BEGIN EXERCISE MATERIALS

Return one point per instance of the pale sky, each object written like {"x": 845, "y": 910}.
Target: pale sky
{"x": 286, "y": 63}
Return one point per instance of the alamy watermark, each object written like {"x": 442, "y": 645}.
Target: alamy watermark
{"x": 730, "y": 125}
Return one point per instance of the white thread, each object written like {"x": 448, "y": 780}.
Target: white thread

END EXERCISE MATERIALS

__EXERCISE TASK__
Reproduce every line of the items above, requests included, and multiply each coordinate in the answers by 2.3, rounding to whole numbers with halves rounded up. Leave the numbers in the requests and in their format samples as they are.

__FULL SOLUTION__
Return one point per instance of the pale sky, each object written like {"x": 845, "y": 910}.
Target: pale sky
{"x": 658, "y": 145}
Return one point per instance of the alamy watermark, each object written like {"x": 442, "y": 645}.
Target: alamy watermark
{"x": 1679, "y": 288}
Return one point per instance of the white thread, each object written like {"x": 448, "y": 780}.
Target: white thread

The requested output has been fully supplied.